| Passage shown |
= = = = =
Skip to main content

a parser for the NMR-Star data format

Project description

## NMRPyStar ##

A library for parsing data in NMR-Star format, used by the BMRB for NMR (Nuclear Magnetic Resonance) data archival.

Why is this project necessary? After all, many people have already written working NMR-Star parsers.

However, not all parsers – even of the same format – are identical. Here are some of the important characteristics that determine how nice, easy, etc. it is to use a parser:

  • what language the parser actually accepts. Some NMR-Star parsers accept malformed files, or fail on perfectly acceptable NMR-Star files.

    This project aims to: 1) accurately parse all valid NMR-Star input, and 2) accurately recognize and report all invalid NMR-Star input.

    This is done using a grammar to define the syntax, from which a parser is generated. Although the grammar is believed to be correct, it’s always possible that there are mistakes – feel free to contact me if you find one, I will be happy to make any corrections.

  • what the parse result is. What access does the user have to the parsed result? What, if any, information is missing from the result?

    The output of this parser is a parse tree representing the structure of the input, including data blocks, save frames, loops, and key-value pairs. The parse tree is composed of Python objects, against which queries can be easily written to extract the required data.
= = = = =
| Directives |
(a) According to the NMRPyStar project description, what is the parser generated from?
(b) Repeat everything in the NMRPyStar project description from "Project description" down to "working NMR-Star parsers.".

Boundary labeling items:
= = = = =
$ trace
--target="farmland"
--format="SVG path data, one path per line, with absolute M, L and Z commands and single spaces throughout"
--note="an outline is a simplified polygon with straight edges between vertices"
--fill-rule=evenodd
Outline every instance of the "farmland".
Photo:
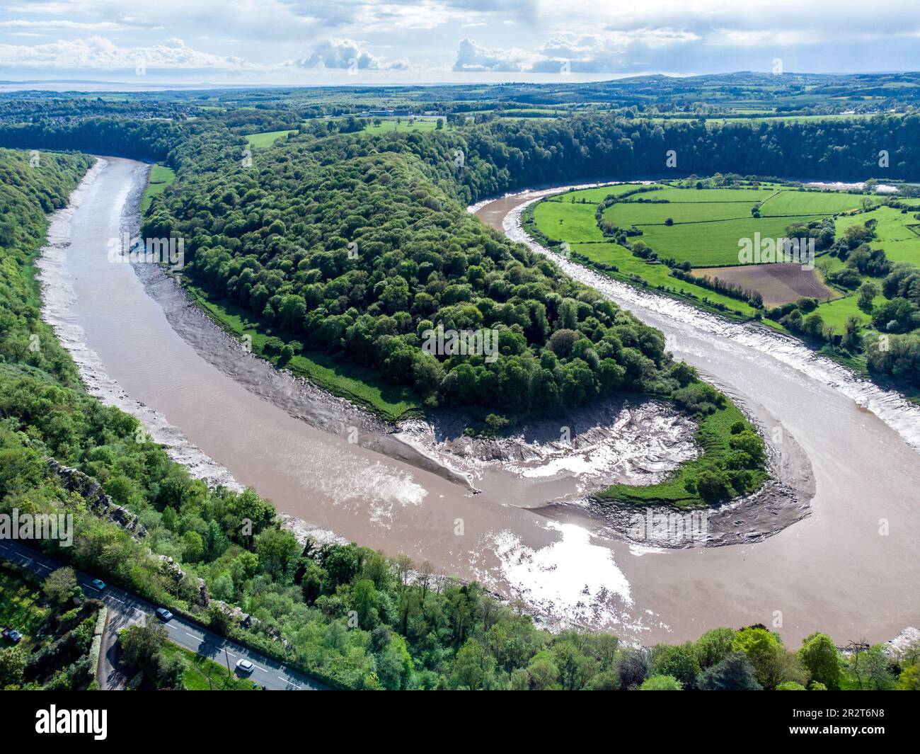
M 815 270 L 799 264 L 745 264 L 738 267 L 695 270 L 696 274 L 719 278 L 742 288 L 753 288 L 764 296 L 767 308 L 791 304 L 802 296 L 827 301 L 839 294 L 829 288 Z M 845 318 L 844 319 L 845 322 Z
M 260 149 L 265 146 L 271 146 L 276 141 L 288 133 L 296 133 L 296 131 L 265 131 L 261 133 L 250 133 L 246 137 L 249 146 L 254 149 Z
M 150 178 L 147 180 L 147 188 L 144 191 L 141 199 L 141 212 L 146 212 L 150 203 L 155 196 L 159 196 L 166 191 L 167 187 L 176 180 L 176 172 L 172 168 L 166 165 L 154 165 L 150 168 Z
M 716 278 L 757 292 L 766 308 L 814 298 L 824 325 L 837 335 L 845 331 L 850 319 L 862 326 L 871 322 L 870 315 L 857 306 L 855 289 L 826 280 L 844 268 L 843 261 L 819 251 L 815 270 L 798 264 L 739 265 L 740 240 L 754 239 L 756 234 L 782 238 L 793 224 L 807 226 L 822 221 L 832 223 L 834 238 L 839 239 L 847 227 L 871 219 L 876 226 L 872 248 L 884 249 L 892 262 L 920 260 L 920 203 L 914 203 L 915 208 L 908 203 L 903 211 L 883 205 L 887 198 L 878 194 L 769 182 L 726 187 L 713 186 L 709 180 L 684 185 L 661 181 L 638 191 L 640 188 L 623 183 L 549 197 L 534 206 L 532 229 L 549 242 L 567 242 L 570 250 L 588 263 L 602 265 L 608 274 L 732 316 L 752 317 L 756 309 L 737 295 L 713 290 L 710 284 Z M 599 223 L 598 204 L 610 196 L 617 201 L 608 200 Z M 650 256 L 646 251 L 634 254 L 629 248 L 641 245 Z M 710 284 L 678 279 L 670 264 L 684 270 L 688 265 L 695 278 L 708 278 Z M 877 298 L 877 304 L 883 302 Z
= = = = =
| Responses in order |
(a) A grammar that defines the syntax.

(b)
Project description

## NMRPyStar ##

A library for parsing data in NMR-Star format, used by the BMRB for NMR (Nuclear Magnetic Resonance) data archival.

Why is this project necessary? After all, many people have already written working NMR-Star parsers.